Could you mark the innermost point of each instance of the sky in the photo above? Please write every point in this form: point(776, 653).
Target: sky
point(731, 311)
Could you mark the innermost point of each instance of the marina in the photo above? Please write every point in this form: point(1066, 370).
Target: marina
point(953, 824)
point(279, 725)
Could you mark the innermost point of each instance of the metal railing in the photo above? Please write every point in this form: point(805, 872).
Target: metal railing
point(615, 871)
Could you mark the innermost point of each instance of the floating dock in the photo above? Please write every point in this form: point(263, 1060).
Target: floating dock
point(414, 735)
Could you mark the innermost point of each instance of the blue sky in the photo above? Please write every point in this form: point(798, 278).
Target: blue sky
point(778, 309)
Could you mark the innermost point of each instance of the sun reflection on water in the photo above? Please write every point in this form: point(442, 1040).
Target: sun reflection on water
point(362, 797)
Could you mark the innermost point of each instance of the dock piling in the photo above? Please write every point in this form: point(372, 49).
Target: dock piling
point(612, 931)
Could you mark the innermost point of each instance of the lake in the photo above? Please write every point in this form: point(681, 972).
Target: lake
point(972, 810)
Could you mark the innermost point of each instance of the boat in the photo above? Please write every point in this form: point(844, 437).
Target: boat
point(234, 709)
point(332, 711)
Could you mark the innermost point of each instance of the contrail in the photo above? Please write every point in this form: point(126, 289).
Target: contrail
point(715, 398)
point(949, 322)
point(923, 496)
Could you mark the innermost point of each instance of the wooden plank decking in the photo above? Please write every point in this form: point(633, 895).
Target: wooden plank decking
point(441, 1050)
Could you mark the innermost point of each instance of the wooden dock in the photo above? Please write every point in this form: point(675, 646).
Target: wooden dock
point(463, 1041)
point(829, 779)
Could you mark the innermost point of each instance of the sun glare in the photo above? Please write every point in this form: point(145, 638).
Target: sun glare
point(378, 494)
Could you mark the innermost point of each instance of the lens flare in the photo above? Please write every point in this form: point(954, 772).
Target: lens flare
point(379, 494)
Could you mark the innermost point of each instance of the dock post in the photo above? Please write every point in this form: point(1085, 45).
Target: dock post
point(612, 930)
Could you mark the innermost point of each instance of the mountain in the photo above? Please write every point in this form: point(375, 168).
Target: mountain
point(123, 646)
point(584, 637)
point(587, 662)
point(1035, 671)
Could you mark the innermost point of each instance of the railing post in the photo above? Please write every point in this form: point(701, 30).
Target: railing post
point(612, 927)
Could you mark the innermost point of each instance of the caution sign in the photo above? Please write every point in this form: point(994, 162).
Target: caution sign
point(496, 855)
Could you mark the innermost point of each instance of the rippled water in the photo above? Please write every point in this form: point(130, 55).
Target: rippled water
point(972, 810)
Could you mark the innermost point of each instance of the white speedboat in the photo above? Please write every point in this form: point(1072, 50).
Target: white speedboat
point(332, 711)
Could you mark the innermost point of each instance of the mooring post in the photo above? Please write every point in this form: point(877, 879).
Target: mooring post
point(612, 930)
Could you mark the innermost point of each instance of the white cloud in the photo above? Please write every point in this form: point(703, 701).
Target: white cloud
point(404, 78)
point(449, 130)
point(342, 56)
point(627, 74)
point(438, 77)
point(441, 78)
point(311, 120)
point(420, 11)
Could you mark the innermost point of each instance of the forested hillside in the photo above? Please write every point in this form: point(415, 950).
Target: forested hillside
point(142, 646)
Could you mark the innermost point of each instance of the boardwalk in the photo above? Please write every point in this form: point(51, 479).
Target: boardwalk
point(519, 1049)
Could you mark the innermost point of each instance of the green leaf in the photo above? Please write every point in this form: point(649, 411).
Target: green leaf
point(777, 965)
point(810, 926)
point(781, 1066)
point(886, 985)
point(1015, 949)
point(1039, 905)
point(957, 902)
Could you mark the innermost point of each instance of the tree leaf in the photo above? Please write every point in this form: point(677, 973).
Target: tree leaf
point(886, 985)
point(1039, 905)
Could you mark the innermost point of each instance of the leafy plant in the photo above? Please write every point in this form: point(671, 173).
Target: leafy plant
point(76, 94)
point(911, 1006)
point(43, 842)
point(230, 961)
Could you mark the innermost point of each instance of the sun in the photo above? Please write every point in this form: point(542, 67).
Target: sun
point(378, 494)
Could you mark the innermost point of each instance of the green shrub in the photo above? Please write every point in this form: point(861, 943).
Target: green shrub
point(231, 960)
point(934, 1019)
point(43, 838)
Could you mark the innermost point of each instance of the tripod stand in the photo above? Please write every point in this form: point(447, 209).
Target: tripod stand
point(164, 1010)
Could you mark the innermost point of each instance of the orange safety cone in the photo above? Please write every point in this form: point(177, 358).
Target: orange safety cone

○ ○ ○ ○

## Written exercise
Set out every line of the listing above as a Markdown table with a column named No. for the row number and a column named Entry for the line, leaving out any blank lines.

## Expected answer
| No. | Entry |
|---|---|
| 1 | Could you mark the innermost point of each instance of the sky in the photo above? Please write every point in this form: point(776, 653). |
| 2 | Target: sky |
| 3 | point(731, 311) |
| 4 | Could you mark the innermost point of each instance of the marina in the photo above? Please write every point in this form: point(1066, 370). |
| 5 | Target: marina |
| 6 | point(953, 824) |
| 7 | point(279, 725) |
| 8 | Could you mark the innermost point of each instance of the metal railing in the photo above? Please write every point in this form: point(805, 872). |
| 9 | Target: metal railing |
| 10 | point(615, 871) |
| 11 | Could you mark the innermost point of each instance of the floating dock in the photo above? Please write every point in this form: point(263, 1060). |
| 12 | Target: floating dock |
| 13 | point(414, 735) |
| 14 | Could you mark the innermost point of each instance of the blue sky in the photo above? Please write every point in this form: point(798, 278). |
| 15 | Target: blue sky |
| 16 | point(778, 309) |
| 17 | Could you mark the innermost point of each instance of the sun reflection on water in the photo above? Please write every point in this form: point(442, 1040). |
| 18 | Target: sun reflection on water |
| 19 | point(362, 797) |
| 20 | Could you mark the innermost point of each instance of the dock piling in the photo above? Please write every point in this form: point(372, 49). |
| 21 | Target: dock piling |
| 22 | point(612, 931) |
| 23 | Could you mark the innermost point of each instance of the lake in the photo above? Please write every point in this form: point(681, 972). |
| 24 | Target: lake |
| 25 | point(972, 810) |
| 26 | Could you mark the innermost point of each instance of the boat in the photo above? Please write every point in this form: point(844, 437). |
| 27 | Target: boat |
| 28 | point(234, 709) |
| 29 | point(332, 711) |
| 30 | Could you mark the innermost point of each instance of the contrail in the photo above? Please write every point in this form: point(126, 289). |
| 31 | Target: contrail |
| 32 | point(715, 398) |
| 33 | point(949, 322) |
| 34 | point(923, 496) |
| 35 | Could you mark the innermost point of each instance of the wooden plank decking in the photo above? Please write every point in this form: point(633, 895). |
| 36 | Target: wooden plank decking |
| 37 | point(441, 1050) |
| 38 | Could you mark the innermost point of each instance of the wooden dock in the photo above? Please write every point in this form: point(675, 646). |
| 39 | Target: wooden dock |
| 40 | point(463, 1041) |
| 41 | point(829, 779) |
| 42 | Could you mark the innermost point of each instance of the sun glare in the photo above? Please write every point in this form: point(145, 638). |
| 43 | Target: sun glare |
| 44 | point(378, 494) |
| 45 | Could you mark the innermost point of each instance of the lens flare in the photo above? Please write every point in this form: point(954, 772). |
| 46 | Target: lens flare |
| 47 | point(379, 494) |
| 48 | Could you mark the innermost point of each instance of the dock post in the photo above? Please write every point in this form: point(1085, 45). |
| 49 | Target: dock post |
| 50 | point(612, 930) |
| 51 | Could you mark the innermost point of each instance of the mountain in the photo above? Please write every point in this form: point(375, 168). |
| 52 | Target: mountain |
| 53 | point(123, 646) |
| 54 | point(584, 637) |
| 55 | point(587, 662) |
| 56 | point(1035, 671) |
| 57 | Could you mark the innermost point of each instance of the railing post in the photo above? Please write every point in this form: point(701, 30). |
| 58 | Target: railing post |
| 59 | point(612, 927) |
| 60 | Could you mark the innermost point of each instance of the caution sign in the photo above? Please write every point in this form: point(994, 162). |
| 61 | Target: caution sign |
| 62 | point(496, 855) |
| 63 | Could you mark the innermost point of each instance of the rippled water in the photo above? Please write every point in this form: point(130, 55). |
| 64 | Target: rippled water |
| 65 | point(972, 810) |
| 66 | Could you mark the innermost point of each instance of the white speedboat in the photo above? Please write every point in this form: point(1072, 50). |
| 67 | Target: white speedboat |
| 68 | point(332, 711) |
| 69 | Could you mark the innermost point of each instance of the mooring post in the photo above? Please write every point in this form: point(877, 879). |
| 70 | Target: mooring post |
| 71 | point(612, 930) |
| 72 | Could you mark the innermost point of each instance of the white cloud in the photo above? Please write every point in this form: point(703, 701). |
| 73 | Target: white cloud |
| 74 | point(404, 78) |
| 75 | point(449, 130) |
| 76 | point(342, 56) |
| 77 | point(627, 74) |
| 78 | point(438, 77) |
| 79 | point(441, 78) |
| 80 | point(311, 120) |
| 81 | point(420, 11) |
| 82 | Could you mark the innermost point of each instance of the forested hillside in the photo above? Please write every point in this form: point(415, 950). |
| 83 | Target: forested hillside |
| 84 | point(142, 646) |
| 85 | Could you mark the innermost point of each instance of the boardwalk in the photo above? Please write every point in this form: point(51, 479). |
| 86 | Target: boardwalk |
| 87 | point(519, 1049) |
| 88 | Could you mark the innermost point of each instance of the green leaf in the photo above? Please write every point in this form: point(649, 411). |
| 89 | Target: green leaf |
| 90 | point(777, 965) |
| 91 | point(810, 926) |
| 92 | point(781, 1066) |
| 93 | point(886, 985) |
| 94 | point(1015, 949) |
| 95 | point(1039, 905) |
| 96 | point(957, 902) |
| 97 | Could you mark the innermost point of each instance of the tree leaf in the photo above? Please write every point in this form: point(677, 973). |
| 98 | Target: tree leaf |
| 99 | point(886, 985) |
| 100 | point(1039, 905) |
| 101 | Could you mark the innermost point of each instance of the leafy plant in the photo above? Please write every point in this form: point(671, 173). |
| 102 | Target: leafy plant |
| 103 | point(76, 94) |
| 104 | point(911, 1006) |
| 105 | point(43, 842) |
| 106 | point(230, 961) |
| 107 | Could you mark the innermost point of each instance of the sun in the photo above? Please write every point in this form: point(542, 67). |
| 108 | Target: sun |
| 109 | point(378, 494) |
| 110 | Could you mark the innermost point of each instance of the green shrub in the photo above? Please write every point in this form: point(861, 943). |
| 111 | Target: green shrub |
| 112 | point(231, 960) |
| 113 | point(934, 1019) |
| 114 | point(43, 838) |
| 115 | Could you mark the innermost point of each instance of the tripod stand in the photo above? Please write every point in this form: point(447, 209). |
| 116 | Target: tripod stand |
| 117 | point(164, 1010) |
| 118 | Could you mark the innermost point of each instance of the orange safety cone in the photo above? Please write every point in this form: point(177, 358). |
| 119 | Target: orange safety cone |